Texte fourni
/---

Une masse mystérieuse détectée sous la face cachée de la Lune

Cette découverte majeure pourrait permettre aux scientifiques de mieux comprendre la formation des corps rocheux… comme notre planète.

De Maya Wei-Haas
Publication 12 juin 2019, 12:41 CEST, Mise à jour 12 nov. 2020, 10:14 CET
Cette image, créée à partir des données recueillie par la sonde Lunar Reconnaissance Orbiter de la ...
Cette image, créée à partir des données recueillie par la sonde Lunar Reconnaissance Orbiter de la NASA, montre la surface accidentée de la face cachée de la Lune. Le bassin Pôle Sud-Aitken, ici en nuances de bleu, est le plus ancien et le plus grand bassin d'impact du système solaire. Il s'étend sur environ 2 500 km de diamètre pour 13 km de profondeur.
PHOTOGRAPHIE DE NASA, Goddard

Des chercheurs ont découvert une masse immense profondément enfouie sous la face cachée de la Lune. Selon les scientifiques, pour parvenir à la même masse sur Terre, il faudrait enfouir du métal sous une surface de plus de 50 000 km², soit près de deux fois la superficie de la Belgique.

La structure qui fait l’objet d’un article publié récemment dans Geophysical Research Letters reposerait à près de 300 km sous le bassin Pôle Sud-Aitken, un cratère colossal formé dans le sol lunaire il y a des milliards d’années alors que la surface initialement en fusion de la Lune avait suffisamment refroidi pour garder les traces d’un impact.

\---

Relevés de contours
/---

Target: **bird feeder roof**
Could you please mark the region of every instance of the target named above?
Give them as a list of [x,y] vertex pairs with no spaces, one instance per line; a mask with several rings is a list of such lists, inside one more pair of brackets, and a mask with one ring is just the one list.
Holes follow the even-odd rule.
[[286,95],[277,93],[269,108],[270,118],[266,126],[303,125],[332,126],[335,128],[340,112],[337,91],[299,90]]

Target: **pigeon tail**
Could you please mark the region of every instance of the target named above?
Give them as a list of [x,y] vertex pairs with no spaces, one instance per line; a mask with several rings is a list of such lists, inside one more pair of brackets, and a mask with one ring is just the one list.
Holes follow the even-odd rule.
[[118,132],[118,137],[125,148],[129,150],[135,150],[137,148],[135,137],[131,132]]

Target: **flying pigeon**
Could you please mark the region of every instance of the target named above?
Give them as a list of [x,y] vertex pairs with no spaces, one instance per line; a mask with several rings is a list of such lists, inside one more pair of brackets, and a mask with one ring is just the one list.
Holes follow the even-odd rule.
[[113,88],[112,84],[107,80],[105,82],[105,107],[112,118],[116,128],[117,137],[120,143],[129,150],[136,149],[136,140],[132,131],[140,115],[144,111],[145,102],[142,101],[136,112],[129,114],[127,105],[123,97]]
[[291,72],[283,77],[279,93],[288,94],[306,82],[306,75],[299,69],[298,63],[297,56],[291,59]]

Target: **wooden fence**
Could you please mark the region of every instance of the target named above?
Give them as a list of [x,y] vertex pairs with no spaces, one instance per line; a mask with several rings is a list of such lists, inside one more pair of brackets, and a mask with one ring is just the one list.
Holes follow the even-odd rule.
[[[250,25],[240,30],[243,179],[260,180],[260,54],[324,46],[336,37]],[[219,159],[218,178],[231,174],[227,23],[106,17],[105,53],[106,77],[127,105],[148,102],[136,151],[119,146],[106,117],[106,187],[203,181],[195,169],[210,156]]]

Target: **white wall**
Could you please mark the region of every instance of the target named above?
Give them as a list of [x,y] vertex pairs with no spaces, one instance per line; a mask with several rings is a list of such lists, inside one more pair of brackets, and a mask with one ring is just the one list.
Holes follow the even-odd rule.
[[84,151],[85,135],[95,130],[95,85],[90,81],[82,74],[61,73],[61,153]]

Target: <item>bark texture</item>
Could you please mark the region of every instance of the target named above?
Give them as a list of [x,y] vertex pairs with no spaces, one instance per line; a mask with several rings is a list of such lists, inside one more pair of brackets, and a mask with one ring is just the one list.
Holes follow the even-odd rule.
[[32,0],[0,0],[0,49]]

\---
/---

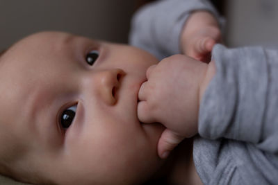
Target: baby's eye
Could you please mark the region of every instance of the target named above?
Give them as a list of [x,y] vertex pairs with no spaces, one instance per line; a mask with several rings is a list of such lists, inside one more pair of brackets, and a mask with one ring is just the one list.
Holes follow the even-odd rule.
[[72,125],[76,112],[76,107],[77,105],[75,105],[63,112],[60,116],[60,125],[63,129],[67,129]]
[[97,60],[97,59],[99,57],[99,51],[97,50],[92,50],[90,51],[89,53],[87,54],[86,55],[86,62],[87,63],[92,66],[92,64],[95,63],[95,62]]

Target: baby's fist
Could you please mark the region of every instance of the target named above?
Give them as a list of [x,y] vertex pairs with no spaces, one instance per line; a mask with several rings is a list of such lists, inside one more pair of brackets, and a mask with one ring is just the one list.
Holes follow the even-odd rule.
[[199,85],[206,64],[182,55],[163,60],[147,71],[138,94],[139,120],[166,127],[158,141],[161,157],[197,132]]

\---

Consignes
a) Répondez aux questions suivantes d'après l'article sur la masse enfouie sous la Lune.
(i) Quel est le diamètre approximatif du bassin Pôle Sud-Aitken ?
(ii) À quelle profondeur la structure reposerait-elle sous ce bassin ?
(iii) Dans quelle revue l'article scientifique consacré à cette structure a-t-il été publié ?
b) Indiquez si chaque affirmation concorde avec l'article sur la masse enfouie sous la Lune, en citant les mots qui le prouvent.
(i) Le bassin Pôle Sud-Aitken atteint environ 13 km de profondeur.
(ii) Les données de l'image proviennent d'une sonde de l'Agence spatiale européenne.
(iii) Sur Terre, la surface nécessaire pour obtenir la même masse représenterait près de deux fois la superficie de la Belgique.
c) Rédigez la suite de l'article sur la masse enfouie sous la Lune, à partir de sa dernière phrase.

Réponses par consigne
a)
(i) Environ 2 500 km.
(ii) À près de 300 km.
(iii) Dans Geophysical Research Letters.

b)
(i) Oui : « Il s'étend sur environ 2 500 km de diamètre pour 13 km de profondeur. »
(ii) Non : « la sonde Lunar Reconnaissance Orbiter de la NASA ».
(iii) Oui : « soit près de deux fois la superficie de la Belgique ».

c)
L'équipe a découvert cette anomalie en recoupant les données de la mission Gravity Recovery and Interior Laboratory (GRAIL) à celles topographiques de la sonde Lunar Reconnaissance Orbiter (LOR). Ils ont ainsi pu affiner les calculs précédents portant sur l’épaisseur de la croûte du cratère et la densité du manteau, ce qui a permis de révéler l’étrange excèdent de masse souterrain.

Cette masse est probablement liée à la formation du cratère et pourrait bien provenir du noyau métallique d’un ancien impacteur, comme l'indique le coauteur de l’étude Peter James de l’université Baylor. Bien que cet excédent de masse ne soit pas immédiatement visible à la surface, il semblerait qu’il ait tout de même un effet considérable sur le paysage lunaire en le tirant vers le bas pour former une étrange dépression ovoïdale environ 800 m plus basse que le plancher du cratère environnant, une particularité appelée dépression centrale.

« C’est un résultat impressionnant, » commente Daniel Moriarty, géologue lunaire au NASA Goddard Space Flight Center. « Il nous donne des indices sur ce qu’il se passe à l’intérieur de la Lune. »

Cette image en fausses couleurs montre la topographie de la face cachée de la Lune, les couleurs chaudes correspondant aux plus hautes altitudes et les couleurs froides aux plus basses. Le cercle en pointillé indique la région où se trouve l’excédent de masse sous le bassin Pôle Sud-Aitken.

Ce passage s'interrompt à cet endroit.